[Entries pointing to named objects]
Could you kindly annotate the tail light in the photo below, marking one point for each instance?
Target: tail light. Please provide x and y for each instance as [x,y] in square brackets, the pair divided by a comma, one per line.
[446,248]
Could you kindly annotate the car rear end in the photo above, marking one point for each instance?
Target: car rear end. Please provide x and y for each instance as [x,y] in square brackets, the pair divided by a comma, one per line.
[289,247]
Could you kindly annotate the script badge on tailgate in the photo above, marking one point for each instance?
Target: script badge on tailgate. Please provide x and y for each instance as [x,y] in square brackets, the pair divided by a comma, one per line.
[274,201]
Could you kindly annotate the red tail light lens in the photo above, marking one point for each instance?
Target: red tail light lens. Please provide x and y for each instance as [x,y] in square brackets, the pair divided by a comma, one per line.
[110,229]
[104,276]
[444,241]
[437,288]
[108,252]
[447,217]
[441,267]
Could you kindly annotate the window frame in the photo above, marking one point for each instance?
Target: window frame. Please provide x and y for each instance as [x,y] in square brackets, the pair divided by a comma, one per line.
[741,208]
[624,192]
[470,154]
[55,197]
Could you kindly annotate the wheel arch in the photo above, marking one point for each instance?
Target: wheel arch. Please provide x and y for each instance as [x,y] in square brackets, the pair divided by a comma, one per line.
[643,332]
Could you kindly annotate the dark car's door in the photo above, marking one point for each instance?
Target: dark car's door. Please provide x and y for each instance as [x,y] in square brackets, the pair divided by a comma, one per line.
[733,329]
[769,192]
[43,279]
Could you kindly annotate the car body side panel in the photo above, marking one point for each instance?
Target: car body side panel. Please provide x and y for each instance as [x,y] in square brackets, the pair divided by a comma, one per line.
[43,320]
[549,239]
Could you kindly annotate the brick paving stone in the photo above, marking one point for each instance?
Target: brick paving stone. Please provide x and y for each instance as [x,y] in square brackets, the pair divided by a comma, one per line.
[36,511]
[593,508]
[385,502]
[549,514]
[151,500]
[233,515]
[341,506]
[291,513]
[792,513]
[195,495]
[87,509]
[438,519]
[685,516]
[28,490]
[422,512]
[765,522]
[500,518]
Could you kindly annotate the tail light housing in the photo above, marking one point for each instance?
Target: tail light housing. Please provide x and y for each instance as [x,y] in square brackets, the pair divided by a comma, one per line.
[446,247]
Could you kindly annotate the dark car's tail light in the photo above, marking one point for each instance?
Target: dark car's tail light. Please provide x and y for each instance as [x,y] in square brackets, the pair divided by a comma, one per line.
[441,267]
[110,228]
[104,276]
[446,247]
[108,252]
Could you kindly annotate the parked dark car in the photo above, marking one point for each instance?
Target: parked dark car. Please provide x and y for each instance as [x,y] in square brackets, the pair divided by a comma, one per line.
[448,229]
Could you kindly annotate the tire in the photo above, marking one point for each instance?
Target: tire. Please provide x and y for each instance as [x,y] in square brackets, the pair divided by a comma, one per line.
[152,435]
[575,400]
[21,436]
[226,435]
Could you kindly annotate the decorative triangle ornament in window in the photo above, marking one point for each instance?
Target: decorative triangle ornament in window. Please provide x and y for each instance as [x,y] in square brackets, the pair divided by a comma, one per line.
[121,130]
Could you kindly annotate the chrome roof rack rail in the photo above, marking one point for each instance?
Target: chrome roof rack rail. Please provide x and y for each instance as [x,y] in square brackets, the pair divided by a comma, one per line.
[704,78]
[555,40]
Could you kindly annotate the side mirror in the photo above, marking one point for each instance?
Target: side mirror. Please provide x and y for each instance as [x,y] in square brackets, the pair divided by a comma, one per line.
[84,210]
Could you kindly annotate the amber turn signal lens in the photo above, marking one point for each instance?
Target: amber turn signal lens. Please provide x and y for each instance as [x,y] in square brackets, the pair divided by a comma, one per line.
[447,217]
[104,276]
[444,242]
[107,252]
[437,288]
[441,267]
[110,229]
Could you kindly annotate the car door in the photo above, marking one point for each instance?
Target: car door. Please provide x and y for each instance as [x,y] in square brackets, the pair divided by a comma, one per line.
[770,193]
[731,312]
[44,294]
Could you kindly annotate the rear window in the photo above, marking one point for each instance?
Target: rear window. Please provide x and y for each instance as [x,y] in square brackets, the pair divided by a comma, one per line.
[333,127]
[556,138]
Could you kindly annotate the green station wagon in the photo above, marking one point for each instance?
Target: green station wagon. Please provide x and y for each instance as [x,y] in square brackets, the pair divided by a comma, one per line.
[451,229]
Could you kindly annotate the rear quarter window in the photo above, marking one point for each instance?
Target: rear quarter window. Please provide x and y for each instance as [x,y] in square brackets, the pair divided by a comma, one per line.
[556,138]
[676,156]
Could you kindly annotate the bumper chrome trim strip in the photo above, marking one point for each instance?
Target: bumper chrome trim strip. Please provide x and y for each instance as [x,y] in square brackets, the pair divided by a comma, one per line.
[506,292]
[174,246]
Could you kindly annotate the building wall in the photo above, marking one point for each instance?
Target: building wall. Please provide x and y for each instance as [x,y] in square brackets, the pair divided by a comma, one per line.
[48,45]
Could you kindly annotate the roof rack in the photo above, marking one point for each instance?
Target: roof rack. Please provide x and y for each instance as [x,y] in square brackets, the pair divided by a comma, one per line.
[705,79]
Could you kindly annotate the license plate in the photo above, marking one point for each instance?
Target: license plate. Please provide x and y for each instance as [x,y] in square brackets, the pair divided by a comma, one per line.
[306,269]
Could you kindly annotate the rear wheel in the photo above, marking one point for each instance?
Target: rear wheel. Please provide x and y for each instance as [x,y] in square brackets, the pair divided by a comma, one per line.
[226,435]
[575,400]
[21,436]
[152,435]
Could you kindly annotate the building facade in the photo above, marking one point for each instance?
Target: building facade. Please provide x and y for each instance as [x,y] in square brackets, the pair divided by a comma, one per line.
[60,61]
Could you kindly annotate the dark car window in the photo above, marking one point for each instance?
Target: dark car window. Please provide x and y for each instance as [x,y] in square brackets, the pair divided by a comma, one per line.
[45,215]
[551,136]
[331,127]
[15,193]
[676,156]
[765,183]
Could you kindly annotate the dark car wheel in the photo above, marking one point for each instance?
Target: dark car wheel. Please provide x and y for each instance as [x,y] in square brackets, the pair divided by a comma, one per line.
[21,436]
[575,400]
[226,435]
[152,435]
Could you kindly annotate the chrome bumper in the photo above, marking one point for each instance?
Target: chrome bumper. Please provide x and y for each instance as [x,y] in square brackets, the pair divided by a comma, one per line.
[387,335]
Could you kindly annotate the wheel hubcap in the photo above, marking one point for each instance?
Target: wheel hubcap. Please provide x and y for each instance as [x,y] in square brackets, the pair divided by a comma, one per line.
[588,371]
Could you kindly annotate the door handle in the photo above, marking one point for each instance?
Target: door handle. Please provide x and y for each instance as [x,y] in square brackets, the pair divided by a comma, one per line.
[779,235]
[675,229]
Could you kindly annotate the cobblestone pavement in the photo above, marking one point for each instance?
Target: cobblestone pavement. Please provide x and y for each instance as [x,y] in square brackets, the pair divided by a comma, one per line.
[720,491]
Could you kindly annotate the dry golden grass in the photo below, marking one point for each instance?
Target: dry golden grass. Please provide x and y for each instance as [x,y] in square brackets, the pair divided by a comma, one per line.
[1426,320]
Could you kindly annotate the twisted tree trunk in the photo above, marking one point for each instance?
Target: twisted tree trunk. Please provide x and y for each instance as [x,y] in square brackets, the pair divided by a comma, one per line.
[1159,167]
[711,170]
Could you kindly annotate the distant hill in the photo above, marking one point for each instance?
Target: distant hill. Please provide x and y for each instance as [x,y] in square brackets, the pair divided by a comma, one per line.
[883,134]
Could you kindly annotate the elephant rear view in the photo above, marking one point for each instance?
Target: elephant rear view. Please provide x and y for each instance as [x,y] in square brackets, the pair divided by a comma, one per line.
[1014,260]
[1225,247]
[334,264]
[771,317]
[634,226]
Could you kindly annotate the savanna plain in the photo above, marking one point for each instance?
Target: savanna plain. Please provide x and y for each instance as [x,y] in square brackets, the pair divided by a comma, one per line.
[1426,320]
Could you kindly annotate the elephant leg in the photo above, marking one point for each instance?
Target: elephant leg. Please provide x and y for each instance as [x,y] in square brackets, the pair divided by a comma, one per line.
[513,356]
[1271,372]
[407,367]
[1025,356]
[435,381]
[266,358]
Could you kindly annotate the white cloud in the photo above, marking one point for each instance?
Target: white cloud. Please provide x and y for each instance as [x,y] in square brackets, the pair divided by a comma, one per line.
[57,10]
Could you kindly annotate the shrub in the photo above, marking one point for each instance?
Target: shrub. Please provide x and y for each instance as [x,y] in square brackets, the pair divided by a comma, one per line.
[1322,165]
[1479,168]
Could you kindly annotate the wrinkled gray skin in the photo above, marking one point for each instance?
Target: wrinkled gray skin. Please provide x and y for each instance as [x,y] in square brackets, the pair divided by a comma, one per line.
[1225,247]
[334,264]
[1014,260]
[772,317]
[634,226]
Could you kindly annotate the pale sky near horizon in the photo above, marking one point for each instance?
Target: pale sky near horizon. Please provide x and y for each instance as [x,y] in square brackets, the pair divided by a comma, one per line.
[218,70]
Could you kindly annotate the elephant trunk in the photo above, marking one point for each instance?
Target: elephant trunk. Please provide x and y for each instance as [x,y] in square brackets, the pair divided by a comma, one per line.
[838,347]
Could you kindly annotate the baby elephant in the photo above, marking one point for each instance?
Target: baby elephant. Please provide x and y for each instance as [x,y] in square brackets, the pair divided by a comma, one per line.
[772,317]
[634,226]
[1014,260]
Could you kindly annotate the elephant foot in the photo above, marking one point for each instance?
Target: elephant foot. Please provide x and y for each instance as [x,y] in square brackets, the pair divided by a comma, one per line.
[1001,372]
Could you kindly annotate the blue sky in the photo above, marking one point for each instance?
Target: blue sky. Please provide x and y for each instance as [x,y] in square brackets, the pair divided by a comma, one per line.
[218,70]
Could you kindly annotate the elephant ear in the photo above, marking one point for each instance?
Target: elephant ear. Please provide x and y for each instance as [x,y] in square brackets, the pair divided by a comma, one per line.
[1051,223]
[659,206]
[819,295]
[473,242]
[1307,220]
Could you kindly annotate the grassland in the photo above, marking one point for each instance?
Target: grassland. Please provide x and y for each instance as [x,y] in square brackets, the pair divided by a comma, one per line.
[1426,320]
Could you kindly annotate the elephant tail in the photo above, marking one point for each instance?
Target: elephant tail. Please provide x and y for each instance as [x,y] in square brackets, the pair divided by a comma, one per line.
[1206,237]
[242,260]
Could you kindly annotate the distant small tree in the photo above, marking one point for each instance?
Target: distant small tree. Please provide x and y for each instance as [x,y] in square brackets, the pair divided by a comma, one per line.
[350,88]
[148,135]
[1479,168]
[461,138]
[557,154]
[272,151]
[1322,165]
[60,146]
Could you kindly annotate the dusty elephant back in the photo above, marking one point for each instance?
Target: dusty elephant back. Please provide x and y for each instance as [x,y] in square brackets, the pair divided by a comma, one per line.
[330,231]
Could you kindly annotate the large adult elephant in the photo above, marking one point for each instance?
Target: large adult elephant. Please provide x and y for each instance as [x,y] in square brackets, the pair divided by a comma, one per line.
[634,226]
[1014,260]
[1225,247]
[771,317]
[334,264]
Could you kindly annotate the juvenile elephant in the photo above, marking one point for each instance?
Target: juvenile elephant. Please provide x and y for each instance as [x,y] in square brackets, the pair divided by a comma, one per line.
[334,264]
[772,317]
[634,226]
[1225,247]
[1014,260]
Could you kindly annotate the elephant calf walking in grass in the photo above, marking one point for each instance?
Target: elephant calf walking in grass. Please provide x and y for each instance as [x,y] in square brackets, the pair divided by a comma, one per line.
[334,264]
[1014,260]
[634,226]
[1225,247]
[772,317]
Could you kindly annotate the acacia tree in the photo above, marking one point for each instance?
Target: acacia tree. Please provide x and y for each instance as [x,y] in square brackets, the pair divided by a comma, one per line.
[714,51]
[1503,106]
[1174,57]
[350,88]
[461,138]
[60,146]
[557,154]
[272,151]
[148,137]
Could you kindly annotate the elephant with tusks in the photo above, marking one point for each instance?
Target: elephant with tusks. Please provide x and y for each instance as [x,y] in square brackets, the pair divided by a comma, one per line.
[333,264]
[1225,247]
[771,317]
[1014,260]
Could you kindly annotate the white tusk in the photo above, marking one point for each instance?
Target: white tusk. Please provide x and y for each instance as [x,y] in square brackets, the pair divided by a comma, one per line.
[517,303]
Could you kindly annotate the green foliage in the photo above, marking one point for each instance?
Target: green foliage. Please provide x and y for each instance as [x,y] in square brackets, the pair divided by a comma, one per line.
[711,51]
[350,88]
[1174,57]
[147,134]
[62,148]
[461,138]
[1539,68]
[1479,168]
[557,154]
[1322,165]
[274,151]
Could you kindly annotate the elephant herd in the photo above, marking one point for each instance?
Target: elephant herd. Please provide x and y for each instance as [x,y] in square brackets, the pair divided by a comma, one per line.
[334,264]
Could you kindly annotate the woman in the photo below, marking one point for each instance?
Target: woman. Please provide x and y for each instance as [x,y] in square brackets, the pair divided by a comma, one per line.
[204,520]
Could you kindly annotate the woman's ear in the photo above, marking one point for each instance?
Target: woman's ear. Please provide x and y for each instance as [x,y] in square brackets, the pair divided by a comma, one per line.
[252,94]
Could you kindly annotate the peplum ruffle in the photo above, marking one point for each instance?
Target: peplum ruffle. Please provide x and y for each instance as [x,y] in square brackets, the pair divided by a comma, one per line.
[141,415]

Exercise instructions – Retype the items above, word for word, from the line containing "Could you kindly annotate the peplum" through the last line of the items.

Reply to the exercise –
Could you kindly annotate the peplum ruffle in the photo above, marking one point for each instance?
Target: peplum ruffle. Please provide x and y for each instance as [x,y] in square brackets, the pair divided by a comma, one per line.
[141,415]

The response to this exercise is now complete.